Dataset records:
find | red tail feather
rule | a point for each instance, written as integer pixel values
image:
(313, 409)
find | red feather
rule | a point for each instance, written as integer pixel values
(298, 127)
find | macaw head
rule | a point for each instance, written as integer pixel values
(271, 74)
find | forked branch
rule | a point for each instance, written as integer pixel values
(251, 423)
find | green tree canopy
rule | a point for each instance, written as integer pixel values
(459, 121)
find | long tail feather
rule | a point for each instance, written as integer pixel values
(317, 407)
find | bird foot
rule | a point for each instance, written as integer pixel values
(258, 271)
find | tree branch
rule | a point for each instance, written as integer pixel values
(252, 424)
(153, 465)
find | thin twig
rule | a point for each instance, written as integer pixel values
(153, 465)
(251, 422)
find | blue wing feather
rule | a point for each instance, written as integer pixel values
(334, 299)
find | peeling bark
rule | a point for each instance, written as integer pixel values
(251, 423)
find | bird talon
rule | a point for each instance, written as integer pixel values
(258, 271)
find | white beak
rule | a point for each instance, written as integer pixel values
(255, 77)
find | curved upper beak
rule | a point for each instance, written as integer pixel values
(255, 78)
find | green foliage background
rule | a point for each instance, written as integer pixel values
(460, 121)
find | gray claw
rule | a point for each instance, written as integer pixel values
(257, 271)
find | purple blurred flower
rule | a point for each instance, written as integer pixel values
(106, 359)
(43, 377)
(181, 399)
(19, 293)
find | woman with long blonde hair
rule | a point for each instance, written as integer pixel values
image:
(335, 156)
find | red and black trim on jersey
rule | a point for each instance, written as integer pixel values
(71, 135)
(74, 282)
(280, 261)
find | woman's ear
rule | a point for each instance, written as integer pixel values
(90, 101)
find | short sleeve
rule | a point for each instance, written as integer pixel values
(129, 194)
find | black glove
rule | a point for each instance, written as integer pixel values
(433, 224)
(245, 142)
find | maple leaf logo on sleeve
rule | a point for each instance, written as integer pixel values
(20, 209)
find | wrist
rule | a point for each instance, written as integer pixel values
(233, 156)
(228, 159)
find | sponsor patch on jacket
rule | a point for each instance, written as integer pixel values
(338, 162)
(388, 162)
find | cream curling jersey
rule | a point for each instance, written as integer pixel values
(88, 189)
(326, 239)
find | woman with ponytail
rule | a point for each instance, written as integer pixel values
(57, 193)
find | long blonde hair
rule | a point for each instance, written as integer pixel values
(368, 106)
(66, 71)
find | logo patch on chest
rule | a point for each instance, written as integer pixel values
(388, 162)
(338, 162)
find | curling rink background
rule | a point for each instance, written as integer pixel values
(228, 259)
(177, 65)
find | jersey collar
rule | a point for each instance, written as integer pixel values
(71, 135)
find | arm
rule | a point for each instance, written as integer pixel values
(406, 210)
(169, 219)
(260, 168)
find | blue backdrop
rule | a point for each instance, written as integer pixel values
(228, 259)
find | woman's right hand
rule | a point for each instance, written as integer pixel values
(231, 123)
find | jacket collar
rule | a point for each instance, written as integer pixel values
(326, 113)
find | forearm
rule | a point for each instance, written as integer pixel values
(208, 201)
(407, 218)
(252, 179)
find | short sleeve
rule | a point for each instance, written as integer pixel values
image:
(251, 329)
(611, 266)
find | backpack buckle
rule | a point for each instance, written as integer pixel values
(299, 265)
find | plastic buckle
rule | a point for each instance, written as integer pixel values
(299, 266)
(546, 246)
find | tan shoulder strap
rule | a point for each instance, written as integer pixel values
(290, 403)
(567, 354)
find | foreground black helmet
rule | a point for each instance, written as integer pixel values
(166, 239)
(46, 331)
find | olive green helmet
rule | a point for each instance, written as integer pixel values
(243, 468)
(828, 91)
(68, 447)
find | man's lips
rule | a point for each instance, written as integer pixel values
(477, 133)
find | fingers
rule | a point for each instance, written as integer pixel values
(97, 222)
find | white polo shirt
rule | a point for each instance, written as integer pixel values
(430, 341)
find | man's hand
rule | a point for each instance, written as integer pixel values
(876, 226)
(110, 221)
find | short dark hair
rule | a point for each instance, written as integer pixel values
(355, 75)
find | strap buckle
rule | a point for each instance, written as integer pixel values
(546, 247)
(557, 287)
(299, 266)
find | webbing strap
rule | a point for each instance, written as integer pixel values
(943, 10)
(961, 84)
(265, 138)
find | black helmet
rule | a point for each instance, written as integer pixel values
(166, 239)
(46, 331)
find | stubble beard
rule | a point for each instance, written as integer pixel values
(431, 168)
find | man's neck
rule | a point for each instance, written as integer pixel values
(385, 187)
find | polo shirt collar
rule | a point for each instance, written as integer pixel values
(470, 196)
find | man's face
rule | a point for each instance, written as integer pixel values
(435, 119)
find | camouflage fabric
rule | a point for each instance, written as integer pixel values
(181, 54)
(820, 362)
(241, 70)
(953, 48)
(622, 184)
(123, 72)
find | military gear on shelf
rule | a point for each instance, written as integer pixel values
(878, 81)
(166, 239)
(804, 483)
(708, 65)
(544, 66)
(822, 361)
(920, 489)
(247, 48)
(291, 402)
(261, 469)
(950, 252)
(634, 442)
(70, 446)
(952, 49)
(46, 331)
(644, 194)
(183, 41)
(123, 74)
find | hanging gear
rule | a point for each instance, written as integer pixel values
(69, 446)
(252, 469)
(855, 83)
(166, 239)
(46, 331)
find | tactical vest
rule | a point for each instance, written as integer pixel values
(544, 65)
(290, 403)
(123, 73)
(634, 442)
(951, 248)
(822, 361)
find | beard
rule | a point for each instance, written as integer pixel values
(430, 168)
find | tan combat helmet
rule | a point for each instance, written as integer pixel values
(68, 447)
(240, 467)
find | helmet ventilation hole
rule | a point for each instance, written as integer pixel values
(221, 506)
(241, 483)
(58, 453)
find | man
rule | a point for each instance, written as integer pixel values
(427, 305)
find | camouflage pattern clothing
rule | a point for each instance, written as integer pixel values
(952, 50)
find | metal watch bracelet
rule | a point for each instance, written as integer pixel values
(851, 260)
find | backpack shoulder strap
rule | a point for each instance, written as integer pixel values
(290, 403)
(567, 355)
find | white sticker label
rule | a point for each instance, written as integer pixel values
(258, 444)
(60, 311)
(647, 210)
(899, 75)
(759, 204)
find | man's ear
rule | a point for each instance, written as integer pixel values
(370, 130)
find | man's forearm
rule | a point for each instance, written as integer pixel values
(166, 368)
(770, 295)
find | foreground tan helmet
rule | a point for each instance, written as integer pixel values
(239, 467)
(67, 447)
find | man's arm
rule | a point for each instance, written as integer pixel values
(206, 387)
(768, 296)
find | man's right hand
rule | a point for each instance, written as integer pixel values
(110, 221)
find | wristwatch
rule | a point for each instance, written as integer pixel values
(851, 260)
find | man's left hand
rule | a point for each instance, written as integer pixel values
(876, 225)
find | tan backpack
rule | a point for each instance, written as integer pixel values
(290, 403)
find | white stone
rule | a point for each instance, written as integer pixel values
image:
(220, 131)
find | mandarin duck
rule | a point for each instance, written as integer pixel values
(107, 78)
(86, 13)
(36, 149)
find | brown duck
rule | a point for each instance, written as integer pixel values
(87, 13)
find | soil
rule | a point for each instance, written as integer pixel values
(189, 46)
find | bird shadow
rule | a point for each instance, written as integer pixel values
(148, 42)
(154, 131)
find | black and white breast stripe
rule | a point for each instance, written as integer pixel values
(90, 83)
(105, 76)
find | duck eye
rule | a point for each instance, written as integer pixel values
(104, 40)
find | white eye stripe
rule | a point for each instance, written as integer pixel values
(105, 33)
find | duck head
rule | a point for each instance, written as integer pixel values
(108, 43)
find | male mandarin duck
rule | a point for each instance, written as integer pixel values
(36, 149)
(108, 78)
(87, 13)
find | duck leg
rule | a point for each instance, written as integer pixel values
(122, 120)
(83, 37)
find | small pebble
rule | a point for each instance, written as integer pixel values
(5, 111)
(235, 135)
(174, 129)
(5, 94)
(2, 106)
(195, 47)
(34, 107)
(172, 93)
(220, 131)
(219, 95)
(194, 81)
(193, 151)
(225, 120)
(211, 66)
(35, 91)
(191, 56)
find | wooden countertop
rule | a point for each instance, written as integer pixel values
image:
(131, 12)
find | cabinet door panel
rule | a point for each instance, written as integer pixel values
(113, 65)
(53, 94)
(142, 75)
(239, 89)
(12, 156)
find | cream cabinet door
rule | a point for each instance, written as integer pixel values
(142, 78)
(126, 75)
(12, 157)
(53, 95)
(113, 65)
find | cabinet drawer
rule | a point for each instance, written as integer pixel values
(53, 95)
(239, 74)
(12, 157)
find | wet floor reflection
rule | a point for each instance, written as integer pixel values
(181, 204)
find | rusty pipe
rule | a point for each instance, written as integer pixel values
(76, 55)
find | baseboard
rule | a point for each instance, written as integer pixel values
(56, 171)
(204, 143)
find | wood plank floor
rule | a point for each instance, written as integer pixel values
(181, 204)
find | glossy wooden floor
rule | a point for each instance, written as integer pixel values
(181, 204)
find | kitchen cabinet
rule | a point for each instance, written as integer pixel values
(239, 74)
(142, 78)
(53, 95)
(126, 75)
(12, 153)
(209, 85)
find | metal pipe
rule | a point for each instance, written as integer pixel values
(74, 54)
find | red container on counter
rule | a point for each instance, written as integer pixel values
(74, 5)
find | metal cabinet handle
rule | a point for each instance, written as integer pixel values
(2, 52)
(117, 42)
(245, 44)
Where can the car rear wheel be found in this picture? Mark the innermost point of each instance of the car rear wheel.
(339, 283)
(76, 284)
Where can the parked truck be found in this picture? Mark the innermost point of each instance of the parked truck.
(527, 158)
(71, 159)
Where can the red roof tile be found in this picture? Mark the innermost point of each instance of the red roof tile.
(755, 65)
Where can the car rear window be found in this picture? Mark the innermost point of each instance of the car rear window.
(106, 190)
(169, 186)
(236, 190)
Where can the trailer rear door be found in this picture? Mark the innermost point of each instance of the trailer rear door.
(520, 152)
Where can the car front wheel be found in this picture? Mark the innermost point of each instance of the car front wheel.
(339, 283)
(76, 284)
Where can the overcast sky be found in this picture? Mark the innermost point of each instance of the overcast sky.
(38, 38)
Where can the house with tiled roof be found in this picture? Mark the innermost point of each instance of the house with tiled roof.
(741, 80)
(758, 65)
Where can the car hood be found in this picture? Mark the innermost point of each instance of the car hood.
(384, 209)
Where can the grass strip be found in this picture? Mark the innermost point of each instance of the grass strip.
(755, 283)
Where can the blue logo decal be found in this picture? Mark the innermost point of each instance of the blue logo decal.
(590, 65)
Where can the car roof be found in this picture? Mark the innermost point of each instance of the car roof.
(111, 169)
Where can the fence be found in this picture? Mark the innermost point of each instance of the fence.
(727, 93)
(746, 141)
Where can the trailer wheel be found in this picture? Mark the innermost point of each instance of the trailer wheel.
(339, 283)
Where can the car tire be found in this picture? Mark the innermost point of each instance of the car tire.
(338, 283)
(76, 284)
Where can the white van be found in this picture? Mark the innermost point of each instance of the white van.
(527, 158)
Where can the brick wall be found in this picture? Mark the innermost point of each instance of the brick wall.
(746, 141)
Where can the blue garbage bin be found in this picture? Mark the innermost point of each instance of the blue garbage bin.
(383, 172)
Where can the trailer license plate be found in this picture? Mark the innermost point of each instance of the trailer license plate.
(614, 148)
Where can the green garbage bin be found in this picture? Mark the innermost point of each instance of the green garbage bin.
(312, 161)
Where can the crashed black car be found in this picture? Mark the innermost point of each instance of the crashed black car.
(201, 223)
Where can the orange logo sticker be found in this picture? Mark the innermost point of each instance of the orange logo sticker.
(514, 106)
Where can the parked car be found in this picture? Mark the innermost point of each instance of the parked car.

What is being asked: Please copy each line of the entries in which the word "collar" shows up.

Exercise solution:
find | jersey collar
find | jacket collar
find | polo shirt collar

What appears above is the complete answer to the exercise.